Las finas hiedras se marchitan en las macetas de mamá. Procuran medrar, expandirse, pero el clima no lo consiente. Así que se limitan a ver pasar los coches, los perros, las nubes, las avispas, los transeúntes, las horas, los días, asomadas al balcón. La muerte invade sus tallos, despacio. Los bordes de las hojas se resecan. Fotosintetizan un rato más, sin esperanza. Y continúan mirando por encima de la baranda. Más allá del asfalto taladrado. Más allá de los ladrillos mohosos. Más allá de los andamios, los carteles luminosos y las polvaredas que saturan su punto de vista. Y sueñan con los bosques violetas, donde aúllan los lobos y donde se recreaba aquel maravilloso adolescente de las Árdenas.
--
- Tareas -
1) Indica si cada afirmación coincide con el texto sobre las hiedras y cita las palabras exactas que lo deciden: (a) las hiedras crecen sin dificultad gracias al clima; (b) los bordes de las hojas se resecan; (c) las hiedras sueñan con bosques violetas.
2) Copia sin cambios el tramo del texto sobre las hiedras que va desde "Las finas hiedras" hasta "de las Árdenas.".

- Extracto de datos -
--
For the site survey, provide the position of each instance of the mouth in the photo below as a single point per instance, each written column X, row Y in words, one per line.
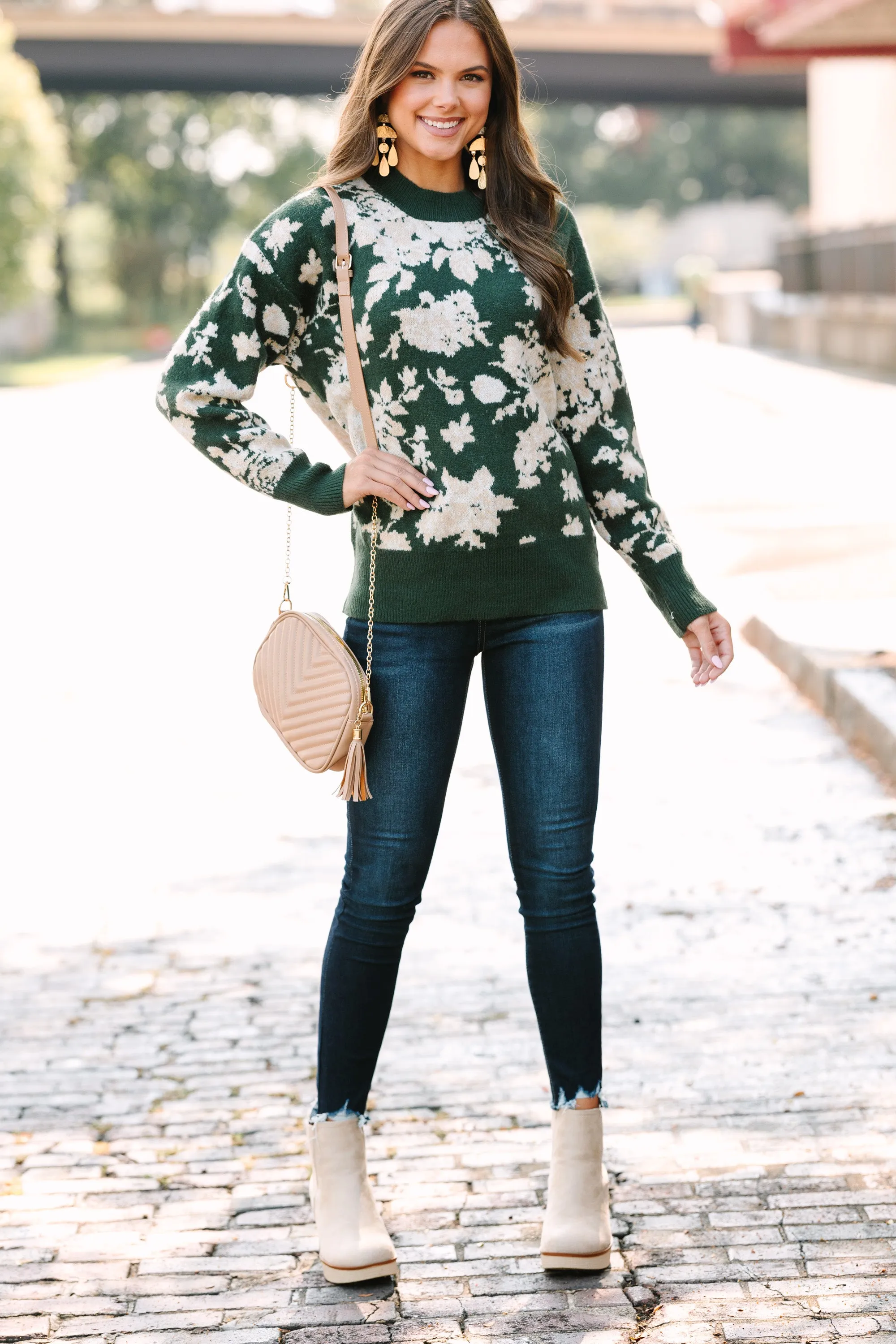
column 444, row 127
--
- Respuestas correctas -
1)
(a) No: "Procuran medrar, expandirse, pero el clima no lo consiente."
(b) Sí: "Los bordes de las hojas se resecan."
(c) Sí: "Y sueñan con los bosques violetas"

2)
Las finas hiedras se marchitan en las macetas de mamá. Procuran medrar, expandirse, pero el clima no lo consiente. Así que se limitan a ver pasar los coches, los perros, las nubes, las avispas, los transeúntes, las horas, los días, asomadas al balcón. La muerte invade sus tallos, despacio. Los bordes de las hojas se resecan. Fotosintetizan un rato más, sin esperanza. Y continúan mirando por encima de la baranda. Más allá del asfalto taladrado. Más allá de los ladrillos mohosos. Más allá de los andamios, los carteles luminosos y las polvaredas que saturan su punto de vista. Y sueñan con los bosques violetas, donde aúllan los lobos y donde se recreaba aquel maravilloso adolescente de las Árdenas.